Estratto fornito

"""

Oggi il contesto è ancora più complicato. La crisi dell’euro del 2010-11 era conseguenza di quella subprime. Parliamo quindi di una crisi finanziaria che impattava sull’economia reale. Oggi invece abbiamo una crisi dell’economia reale – e sorvoliamo su quella geopolitica -, determinata dal caro energia, che sta impattando sul sistema finanziario, come stanno dimostrando i vari interventi di salvataggio preventivo dei governi di mezza europa per le aziende energetiche nazionali, schiacciate da un repentino e profondo aumento dei margini per i loro contratti quotati sulle forniture energetiche.
Si parla di soldi, quindi. Molti soldi. E se non bastasse questo, la capienza fiscale viene limitata dalle crescenti ristrettezze delle politiche monetarie che le banche centrali, americana ed europea in testa, stanno praticando senza troppi riguardi per le conseguenze strutturali, avendo come target l’inflazione, che alla crisi energetica si abbevera generosamente. Piove sempre sul bagnato, com’è noto.

"""

Record forniti
"""

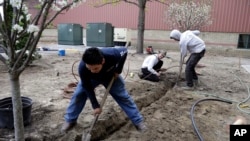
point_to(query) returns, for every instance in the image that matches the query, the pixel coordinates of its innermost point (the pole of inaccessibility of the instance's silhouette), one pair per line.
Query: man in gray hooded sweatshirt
(189, 42)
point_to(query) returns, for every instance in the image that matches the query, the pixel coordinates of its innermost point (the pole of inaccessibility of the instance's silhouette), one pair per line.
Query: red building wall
(228, 16)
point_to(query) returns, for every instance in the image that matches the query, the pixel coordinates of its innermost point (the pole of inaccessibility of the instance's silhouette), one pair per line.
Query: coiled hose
(192, 113)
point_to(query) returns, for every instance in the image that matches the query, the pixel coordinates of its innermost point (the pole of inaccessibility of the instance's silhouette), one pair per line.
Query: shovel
(87, 136)
(179, 75)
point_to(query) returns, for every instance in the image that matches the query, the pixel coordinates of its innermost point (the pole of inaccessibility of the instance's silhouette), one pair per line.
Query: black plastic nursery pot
(6, 112)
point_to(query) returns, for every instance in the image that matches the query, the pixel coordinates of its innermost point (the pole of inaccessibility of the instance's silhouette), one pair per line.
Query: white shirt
(149, 62)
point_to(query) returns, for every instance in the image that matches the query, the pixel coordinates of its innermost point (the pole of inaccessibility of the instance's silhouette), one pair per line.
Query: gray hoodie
(188, 41)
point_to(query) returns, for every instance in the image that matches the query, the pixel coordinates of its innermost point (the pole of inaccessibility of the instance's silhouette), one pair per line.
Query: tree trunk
(17, 106)
(141, 26)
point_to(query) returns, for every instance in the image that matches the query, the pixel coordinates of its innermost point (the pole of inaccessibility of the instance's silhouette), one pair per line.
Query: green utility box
(100, 35)
(70, 34)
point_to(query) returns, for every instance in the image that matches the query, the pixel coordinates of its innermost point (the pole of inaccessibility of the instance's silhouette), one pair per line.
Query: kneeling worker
(151, 67)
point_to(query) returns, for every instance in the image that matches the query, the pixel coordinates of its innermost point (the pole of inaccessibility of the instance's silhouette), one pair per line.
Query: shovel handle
(102, 103)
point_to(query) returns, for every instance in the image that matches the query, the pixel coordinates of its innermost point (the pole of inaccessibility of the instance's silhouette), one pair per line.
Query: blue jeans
(117, 91)
(190, 67)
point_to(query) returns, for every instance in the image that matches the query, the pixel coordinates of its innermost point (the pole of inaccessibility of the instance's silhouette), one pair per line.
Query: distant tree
(141, 4)
(189, 14)
(20, 34)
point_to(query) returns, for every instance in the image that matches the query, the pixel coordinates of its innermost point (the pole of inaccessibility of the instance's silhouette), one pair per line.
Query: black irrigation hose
(192, 112)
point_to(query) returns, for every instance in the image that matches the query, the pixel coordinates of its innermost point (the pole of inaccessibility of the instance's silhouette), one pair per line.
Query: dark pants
(147, 75)
(190, 67)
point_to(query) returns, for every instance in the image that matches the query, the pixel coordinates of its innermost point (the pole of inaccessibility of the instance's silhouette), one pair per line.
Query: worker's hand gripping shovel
(87, 137)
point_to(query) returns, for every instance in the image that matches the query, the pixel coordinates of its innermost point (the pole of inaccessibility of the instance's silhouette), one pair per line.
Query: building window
(244, 41)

"""

Esercizi
• 1. Elenca tutte le righe dei record in cui compare la parola "hose".
• 2. Scrivi il seguito del brano sulla crisi energetica e finanziaria, partendo subito dopo l'ultima frase.

Risposte
• 1.
Query: coiled hose
Query: black irrigation hose

• 2.
A far la differenza stavolta non sono tanto le conseguenza nefaste, ma il livello dello scontro. Stavolta non è una turbolenza che genera il panico, ma un conflitto geografico e politico. Noi, mandatari più o meno consapevoli della potenza laterale atlantica, e loro, i russi. Che ci tagliano il gas perché ci sanno fragili, paurosi, attaccati al nostro benessere e incapaci di rinunciarvi. Una scelta che prelude a chiari cambiamenti nelle linee della globalizzazione che difficilmente tornerà ad essere come prima, ma si configurerà seguendo nuove linee di penetrazione. A questa osservazione – che abbiamo chiamato Reglobalisation – è dedicata questa stagione del blog.
Ma prima ancora dobbiamo fissare il nostro punto di partenza. Un punto zero. Se a qualcuno fosse sfuggita, segnalo la dichiarazione di qualche giorno alla Tass del ministro russo dell’energia Nikolay Shulginov nella quale, osservando che fino al 2027 sarà molto difficile per l’Europa rendersi indipendente dal gas russo, concludeva con una pregevole considerazione che mostra l’opinione che i russi hanno di noi: “Penso che il prossimo inverno dimostrerà agli europei quanto sia reale o meno la loro fiducia nella possibilità di rifiutare il gas russo. Farlo porterà all’arresto della loro industria e della loro produzione di energia elettrica tramite gas. Sarà una vita totalmente nuova per gli europei: assolutamente insostenibile per loro”.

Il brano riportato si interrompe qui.